The Aharonov-Jones-Landau algorithm approximates the Jones polynomial of the plat closure of a braid $\sigma$ at a $k$th root of unity by realizing it as (some rescaling of) a matrix element of a certain unitary matrix $U_\sigma$, the image of $\sigma$ under a certain unitary representation of the braid group $B_{2n}$. Given an implementation of $U_\sigma$ as a quantum circuit, approximating its matrix elements is straightforward using the Hadamard test. The nontrivial part is approximating $U_\sigma$ as a quantum circuit.

If $\sigma$ is a braid on $2n$ strands with $m$ crossings, we can write $\sigma = \sigma_{a_1}^{\epsilon_1} \sigma_{a_2}^{\epsilon_2} \cdots \sigma_{a_m}^{\epsilon_m}$, where $a_1, a_2, \ldots, a_m \in \{1, 2, \ldots, 2n - 1\}$, $\epsilon_1, \epsilon_2, \ldots, \epsilon_m \in \{\pm 1\}$, and $\sigma_i$ is the generator of $B_{2n}$ that corresponds to crossing the $i$th strand over the $(i + 1)$st. It suffices to describe $U_{\sigma_i}$, since $U_\sigma = U_{\sigma_{a_1}}^{\epsilon_1} \cdots U_{\sigma_{a_m}}^{\epsilon_m}$.

To define $U_{\sigma_i}$, we first give a certain subset of the standard basis of $\mathbb{C}^{2^{2n}}$ on which $U_{\sigma_i}$ acts nontrivially. For $\psi = \lvert b_1 b_2 \cdots b_{2n} \rangle$, let $\ell_{i'}(\psi) = 1 + \sum_{j = 1}^{i'} (-1)^{1-b_j}$. Let's call $\psi$ admissible if $1 \leq \ell_{i'}(\psi) \leq k - 1$ for all $i' \in \{1, 2, \ldots, 2n\}$. (This corresponds to $\psi$ describing a path of length $2n$ on the graph $G_k$ defined in the AJL paper.) Let $$\lambda_r = \begin{cases}\sin(\pi r / k) & \textrm{if $1 \leq r \leq k - 1$},\\ 0 & \textrm{otherwise.}\end{cases}$$ Let $A = ie^{-\pi i/2k}$ (this is mistyped in the AJL paper; also note that here and only here, $i = \sqrt{-1}$ is not the index $i$). Write $\psi = \lvert \psi_i b_i b_{i+1} \cdots\rangle$, where $\psi_i$ is the first $i - 1$ bits of $\psi$, and let $z_i = \ell_{i-1}(\psi_i)$. Then $$ \begin{align} U_{\sigma_i}(\lvert\psi_i 00 \cdots\rangle) & = A^{-1}\lvert\psi_i 00 \cdots\rangle\\ U_{\sigma_i}(\lvert\psi_i 01 \cdots \rangle) & = \left( A\frac{\lambda_{z_i-1}}{\lambda_{z_i}} + A^{-1}\right)\lvert\psi_i 01 \cdots\rangle + A\frac{\sqrt{\lambda_{z_i+1}\lambda_{z_i-1}}}{\lambda_{z_i}}\lvert\psi_i 10 \cdots\rangle\\ U_{\sigma_i}(\lvert\psi_i 10 \cdots \rangle) & = A\frac{\sqrt{\lambda_{z_i+1}\lambda_{z_i-1}}}{\lambda_{z_i}}\lvert\psi_i 01 \cdots\rangle + \left(A\frac{\lambda_{z_i+1}}{\lambda_{z_i}} + A^{-1}\right)\lvert\psi_i 10 \cdots\rangle\\ U_{\sigma_i}(\lvert\psi_i 11 \cdots\rangle) & = A^{-1}\lvert\psi_i 11 \cdots\rangle \end{align} $$ We define $U_{\sigma_i}(\psi) = \psi$ for non-admissible basis elements $\psi$.

• **LISTED RECORDS**:
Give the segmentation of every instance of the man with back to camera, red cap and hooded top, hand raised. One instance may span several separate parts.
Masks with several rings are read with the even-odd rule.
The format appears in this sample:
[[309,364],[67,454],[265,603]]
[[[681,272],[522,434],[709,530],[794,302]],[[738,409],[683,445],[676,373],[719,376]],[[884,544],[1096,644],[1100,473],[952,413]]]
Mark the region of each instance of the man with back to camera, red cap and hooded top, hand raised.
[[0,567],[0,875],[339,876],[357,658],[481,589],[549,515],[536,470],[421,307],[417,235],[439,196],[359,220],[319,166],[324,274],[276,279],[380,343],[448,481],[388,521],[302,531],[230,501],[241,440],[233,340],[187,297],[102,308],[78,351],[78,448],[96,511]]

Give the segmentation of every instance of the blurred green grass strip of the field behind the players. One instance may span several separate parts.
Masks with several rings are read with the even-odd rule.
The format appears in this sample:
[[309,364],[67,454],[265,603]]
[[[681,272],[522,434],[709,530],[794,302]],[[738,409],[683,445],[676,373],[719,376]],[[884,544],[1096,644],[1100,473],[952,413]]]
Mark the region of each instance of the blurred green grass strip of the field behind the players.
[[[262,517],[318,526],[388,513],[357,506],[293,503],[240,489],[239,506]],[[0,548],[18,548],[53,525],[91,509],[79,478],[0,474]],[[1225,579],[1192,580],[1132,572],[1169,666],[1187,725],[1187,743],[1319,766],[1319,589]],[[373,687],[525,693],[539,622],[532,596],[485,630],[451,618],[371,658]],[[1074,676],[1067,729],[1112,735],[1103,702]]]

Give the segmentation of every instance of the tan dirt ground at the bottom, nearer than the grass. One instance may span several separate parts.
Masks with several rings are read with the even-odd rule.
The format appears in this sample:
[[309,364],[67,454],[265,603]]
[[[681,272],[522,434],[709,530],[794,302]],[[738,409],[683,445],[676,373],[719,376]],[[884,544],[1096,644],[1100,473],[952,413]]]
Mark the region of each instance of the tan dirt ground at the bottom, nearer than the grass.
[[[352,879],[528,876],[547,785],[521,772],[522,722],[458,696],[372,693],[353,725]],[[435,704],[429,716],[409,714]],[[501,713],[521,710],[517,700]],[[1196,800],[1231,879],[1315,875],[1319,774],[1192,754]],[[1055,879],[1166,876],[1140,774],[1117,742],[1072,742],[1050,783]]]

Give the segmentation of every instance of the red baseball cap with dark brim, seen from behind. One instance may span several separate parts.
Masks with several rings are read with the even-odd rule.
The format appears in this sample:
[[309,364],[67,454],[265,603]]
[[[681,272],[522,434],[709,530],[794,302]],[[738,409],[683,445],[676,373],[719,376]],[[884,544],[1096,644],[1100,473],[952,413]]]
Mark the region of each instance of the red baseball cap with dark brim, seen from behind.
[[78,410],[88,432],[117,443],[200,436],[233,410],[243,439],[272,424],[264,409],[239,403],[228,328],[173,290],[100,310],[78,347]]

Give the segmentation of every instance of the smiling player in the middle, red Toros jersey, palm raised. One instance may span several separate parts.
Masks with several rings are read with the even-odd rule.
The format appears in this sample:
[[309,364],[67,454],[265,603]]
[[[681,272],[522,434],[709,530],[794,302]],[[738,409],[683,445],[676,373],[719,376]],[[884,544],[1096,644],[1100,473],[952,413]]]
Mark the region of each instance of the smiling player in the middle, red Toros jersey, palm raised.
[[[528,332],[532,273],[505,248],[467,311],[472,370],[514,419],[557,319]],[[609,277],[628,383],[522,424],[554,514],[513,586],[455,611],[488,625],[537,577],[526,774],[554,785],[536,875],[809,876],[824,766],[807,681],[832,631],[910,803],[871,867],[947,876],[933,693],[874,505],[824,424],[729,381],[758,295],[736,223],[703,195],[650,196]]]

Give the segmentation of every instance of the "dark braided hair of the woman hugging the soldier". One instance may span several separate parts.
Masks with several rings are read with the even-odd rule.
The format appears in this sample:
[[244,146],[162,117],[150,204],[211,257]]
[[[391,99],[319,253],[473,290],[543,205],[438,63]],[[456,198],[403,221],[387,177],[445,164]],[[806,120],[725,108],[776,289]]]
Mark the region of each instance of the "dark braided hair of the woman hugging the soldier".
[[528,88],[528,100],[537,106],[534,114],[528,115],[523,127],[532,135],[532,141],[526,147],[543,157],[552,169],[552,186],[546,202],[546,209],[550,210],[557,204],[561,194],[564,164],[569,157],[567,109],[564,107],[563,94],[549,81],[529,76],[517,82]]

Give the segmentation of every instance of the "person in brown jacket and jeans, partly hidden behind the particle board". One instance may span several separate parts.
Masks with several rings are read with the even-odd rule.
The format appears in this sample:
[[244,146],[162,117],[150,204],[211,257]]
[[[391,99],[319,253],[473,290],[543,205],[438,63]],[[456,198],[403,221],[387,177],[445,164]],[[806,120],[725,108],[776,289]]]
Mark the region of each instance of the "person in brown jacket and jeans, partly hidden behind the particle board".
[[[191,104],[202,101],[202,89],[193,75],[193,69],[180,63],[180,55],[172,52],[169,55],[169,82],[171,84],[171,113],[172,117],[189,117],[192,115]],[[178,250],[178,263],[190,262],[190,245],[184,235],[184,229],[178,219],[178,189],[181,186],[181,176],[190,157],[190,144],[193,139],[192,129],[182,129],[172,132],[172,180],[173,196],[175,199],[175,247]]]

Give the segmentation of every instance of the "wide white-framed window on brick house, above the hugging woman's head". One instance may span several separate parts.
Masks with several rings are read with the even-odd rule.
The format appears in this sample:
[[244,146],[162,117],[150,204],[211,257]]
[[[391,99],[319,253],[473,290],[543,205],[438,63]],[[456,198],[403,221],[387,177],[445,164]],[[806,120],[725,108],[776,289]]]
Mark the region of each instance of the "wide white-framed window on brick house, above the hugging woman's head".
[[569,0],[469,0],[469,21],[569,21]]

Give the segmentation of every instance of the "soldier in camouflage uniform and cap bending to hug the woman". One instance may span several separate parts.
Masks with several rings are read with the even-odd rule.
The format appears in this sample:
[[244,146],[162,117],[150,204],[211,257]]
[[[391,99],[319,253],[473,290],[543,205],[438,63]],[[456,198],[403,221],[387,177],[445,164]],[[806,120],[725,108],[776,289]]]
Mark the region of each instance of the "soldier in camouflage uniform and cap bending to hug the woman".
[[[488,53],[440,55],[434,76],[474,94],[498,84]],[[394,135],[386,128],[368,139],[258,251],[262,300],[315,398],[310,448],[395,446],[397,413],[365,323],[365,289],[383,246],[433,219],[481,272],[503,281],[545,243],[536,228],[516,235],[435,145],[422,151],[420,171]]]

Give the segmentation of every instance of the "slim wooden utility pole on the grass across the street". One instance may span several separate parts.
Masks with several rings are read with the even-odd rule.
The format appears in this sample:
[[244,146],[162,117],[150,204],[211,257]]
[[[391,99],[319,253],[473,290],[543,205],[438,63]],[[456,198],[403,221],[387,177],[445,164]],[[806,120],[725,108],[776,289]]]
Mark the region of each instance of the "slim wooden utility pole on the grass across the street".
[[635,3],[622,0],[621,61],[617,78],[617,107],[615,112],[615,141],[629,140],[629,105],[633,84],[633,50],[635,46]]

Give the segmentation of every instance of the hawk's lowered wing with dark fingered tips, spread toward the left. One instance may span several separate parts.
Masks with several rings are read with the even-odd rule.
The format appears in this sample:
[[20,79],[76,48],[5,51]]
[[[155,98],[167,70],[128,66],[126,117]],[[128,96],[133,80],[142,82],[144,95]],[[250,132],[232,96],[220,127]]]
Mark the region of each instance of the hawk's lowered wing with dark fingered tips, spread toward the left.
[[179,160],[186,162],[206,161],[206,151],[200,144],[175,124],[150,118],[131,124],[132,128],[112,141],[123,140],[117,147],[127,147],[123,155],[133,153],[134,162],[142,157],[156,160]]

• **ASSIGNED TASK 1**: Transcribe the part of the Aharonov-Jones-Landau passage that starts with "The Aharonov-Jones-Landau algorithm" and goes on through "a quantum circuit.".
• **ASSIGNED TASK 2**: Decide whether each statement agrees with the Aharonov-Jones-Landau passage: (a) approximating the matrix elements of $U_\sigma$ is the hard step, (b) $U_{\sigma_i}$ leaves non-admissible basis elements unchanged, (c) the AJL paper states $A$ correctly. Answer yes or no for each, quoting the words of the passage that settle it.
The listing is not needed here.

• **WRITTEN ANSWER 1**:
The Aharonov-Jones-Landau algorithm approximates the Jones polynomial of the plat closure of a braid $\sigma$ at a $k$th root of unity by realizing it as (some rescaling of) a matrix element of a certain unitary matrix $U_\sigma$, the image of $\sigma$ under a certain unitary representation of the braid group $B_{2n}$. Given an implementation of $U_\sigma$ as a quantum circuit, approximating its matrix elements is straightforward using the Hadamard test. The nontrivial part is approximating $U_\sigma$ as a quantum circuit.

• **WRITTEN ANSWER 2**:
(a) No: "approximating its matrix elements is straightforward using the Hadamard test."
(b) Yes: "We define $U_{\sigma_i}(\psi) = \psi$ for non-admissible basis elements $\psi$."
(c) No: "this is mistyped in the AJL paper"